Start of Block

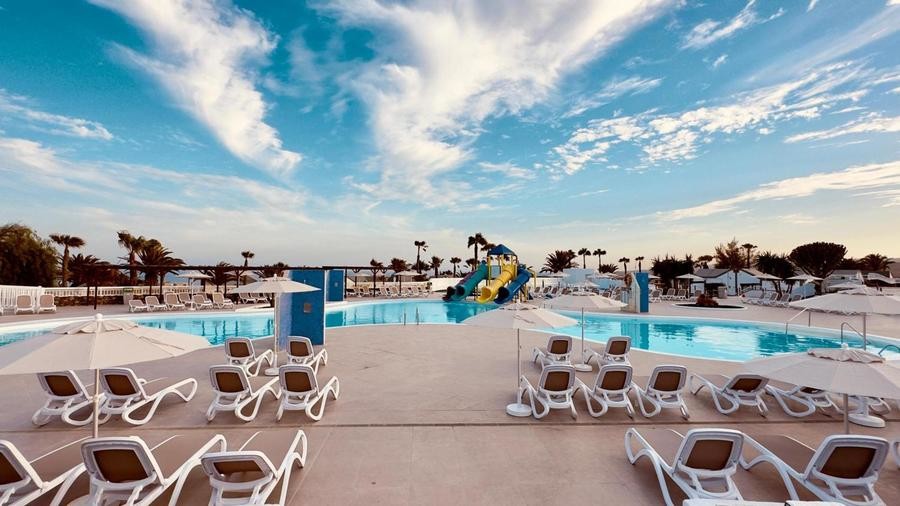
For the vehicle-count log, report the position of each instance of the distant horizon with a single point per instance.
(333, 132)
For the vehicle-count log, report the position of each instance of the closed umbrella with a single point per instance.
(519, 316)
(584, 302)
(843, 370)
(275, 286)
(95, 344)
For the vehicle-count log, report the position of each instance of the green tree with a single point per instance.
(67, 242)
(25, 258)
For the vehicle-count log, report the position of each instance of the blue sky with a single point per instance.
(337, 131)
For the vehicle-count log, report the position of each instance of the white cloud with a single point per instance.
(18, 106)
(206, 55)
(441, 69)
(878, 177)
(710, 31)
(612, 90)
(870, 123)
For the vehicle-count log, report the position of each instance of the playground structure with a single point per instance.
(503, 280)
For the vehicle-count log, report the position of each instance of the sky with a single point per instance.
(332, 132)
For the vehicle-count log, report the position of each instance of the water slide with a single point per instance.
(467, 284)
(506, 293)
(489, 292)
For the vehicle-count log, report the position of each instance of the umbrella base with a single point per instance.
(866, 420)
(518, 409)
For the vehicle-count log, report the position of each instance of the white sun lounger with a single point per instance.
(25, 480)
(557, 351)
(125, 393)
(239, 351)
(234, 390)
(614, 352)
(663, 391)
(729, 394)
(555, 390)
(66, 395)
(844, 468)
(300, 351)
(247, 475)
(610, 390)
(702, 463)
(126, 470)
(300, 391)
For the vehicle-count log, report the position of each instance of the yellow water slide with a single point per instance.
(489, 292)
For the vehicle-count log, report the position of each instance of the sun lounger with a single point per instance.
(300, 351)
(220, 302)
(24, 304)
(137, 305)
(128, 470)
(663, 391)
(239, 351)
(247, 475)
(555, 390)
(702, 463)
(234, 390)
(557, 351)
(610, 390)
(729, 394)
(46, 303)
(154, 304)
(844, 468)
(300, 391)
(24, 480)
(808, 399)
(66, 395)
(614, 352)
(126, 393)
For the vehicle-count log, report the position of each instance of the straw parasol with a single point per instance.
(276, 286)
(584, 302)
(95, 344)
(843, 370)
(519, 316)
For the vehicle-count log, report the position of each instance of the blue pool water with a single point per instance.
(721, 339)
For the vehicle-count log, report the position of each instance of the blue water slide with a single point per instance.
(468, 284)
(506, 293)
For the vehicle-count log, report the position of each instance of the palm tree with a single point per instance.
(131, 244)
(455, 261)
(436, 262)
(476, 241)
(599, 254)
(420, 246)
(584, 252)
(66, 241)
(749, 249)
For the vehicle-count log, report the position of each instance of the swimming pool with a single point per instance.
(695, 337)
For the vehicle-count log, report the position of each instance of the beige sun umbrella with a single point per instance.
(843, 370)
(584, 302)
(95, 344)
(519, 316)
(275, 286)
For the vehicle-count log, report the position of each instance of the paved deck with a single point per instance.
(421, 421)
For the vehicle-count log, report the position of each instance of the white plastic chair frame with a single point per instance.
(740, 390)
(127, 395)
(555, 390)
(815, 475)
(692, 480)
(300, 391)
(663, 391)
(233, 392)
(610, 390)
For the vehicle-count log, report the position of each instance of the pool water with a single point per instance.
(696, 337)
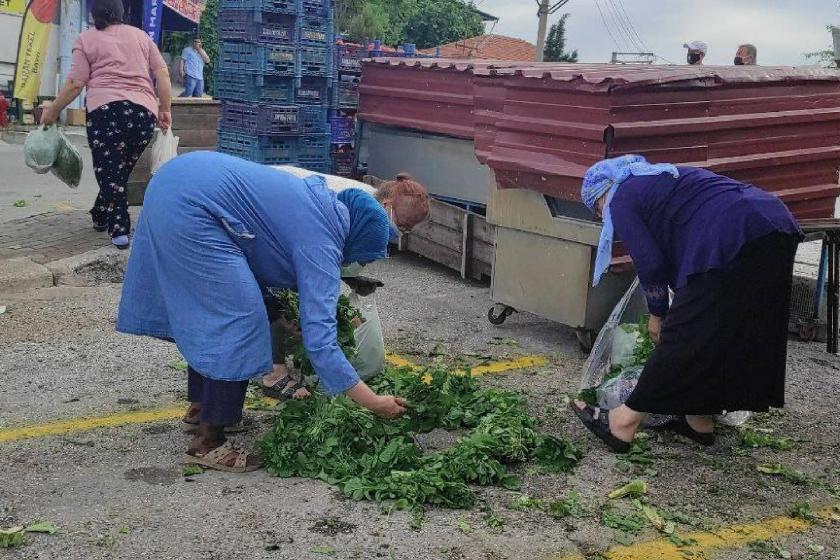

End of Block

About this exercise:
Return every record exactly, leaving out the pictures.

Expected answer:
For the vehicle-count log, report the position of each instance of the distant horizon with a single point per instance.
(333, 132)
For the vehicle-count log, report the position of each instance of the closed umbrella with a single point per instance.
(519, 316)
(584, 302)
(843, 370)
(275, 286)
(95, 344)
For the vehicle-count log, report the position of each instance of the green tree with a single point per instance.
(67, 242)
(25, 258)
For the vehicle-count log, report the position of each instance of the blue sky with a single point per instance.
(337, 131)
For the vehicle-count log, report the position of each instance of the white cloud with a single point per instance.
(18, 106)
(206, 55)
(441, 69)
(878, 177)
(710, 31)
(612, 90)
(870, 123)
For the vehicle-count log, report the position of each instance of the playground structure with a single point per instance.
(503, 280)
For the vehicle-count log, report the position of each instance of the sky with a single point per instance.
(332, 132)
For the vehicle-count log, report the position of each instance of the water slide with a single point per instance.
(467, 284)
(506, 293)
(489, 292)
For the vehicle-count log, report the position of each instance of the umbrella base with a single point per instance.
(866, 420)
(518, 409)
For the vehicle-count log, report the position of each instance of the white sun lounger with a single point per instance.
(25, 480)
(557, 351)
(125, 393)
(239, 351)
(234, 390)
(614, 352)
(663, 391)
(729, 394)
(555, 390)
(66, 395)
(844, 468)
(300, 351)
(247, 475)
(610, 390)
(702, 463)
(126, 470)
(300, 391)
For the vehicle-count log, report the position of each instance of the yellow water slide with a single point per instance.
(489, 292)
For the vehicle-count log, report the position of each instance of the sun lounger with a single point per instance.
(300, 351)
(220, 302)
(24, 304)
(137, 305)
(128, 470)
(663, 391)
(239, 351)
(247, 475)
(555, 390)
(702, 463)
(234, 390)
(557, 351)
(610, 390)
(729, 394)
(46, 303)
(154, 304)
(844, 468)
(300, 391)
(24, 480)
(808, 399)
(66, 395)
(614, 352)
(126, 393)
For the vehicle-count log, report the position of each instance of the straw parasol with a single point per instance.
(276, 286)
(584, 302)
(95, 344)
(843, 370)
(519, 316)
For the vehicle-count log, report the position of each instance of the blue pool water with a single point per instance.
(721, 339)
For the vehicle-count log, report the position of each instance of the blue water slide with a single point per instance.
(468, 284)
(506, 293)
For the vehicle-count log, report the position of each instance of the palm tree with a single point per instance.
(131, 244)
(455, 261)
(436, 262)
(476, 241)
(599, 254)
(420, 246)
(584, 252)
(66, 241)
(749, 249)
For the vehicle-count log, report the position of each instance of the swimming pool with a single point per instance.
(695, 337)
For the vehicle-count log, report the position of each instance of the beige sun umbrella with a single point per instance.
(843, 370)
(584, 302)
(95, 344)
(519, 316)
(275, 286)
For the vehicle-count log, report the position of each instance of the paved deck with a single point per instance.
(421, 421)
For the vehicle-count log, report the position of each instance of the white plastic chair frame with a single point per instance.
(740, 390)
(127, 395)
(555, 390)
(815, 475)
(692, 480)
(300, 391)
(663, 391)
(233, 392)
(610, 390)
For the vehicle-count log, report the position of each instance of the pool water with a single point per instance.
(696, 337)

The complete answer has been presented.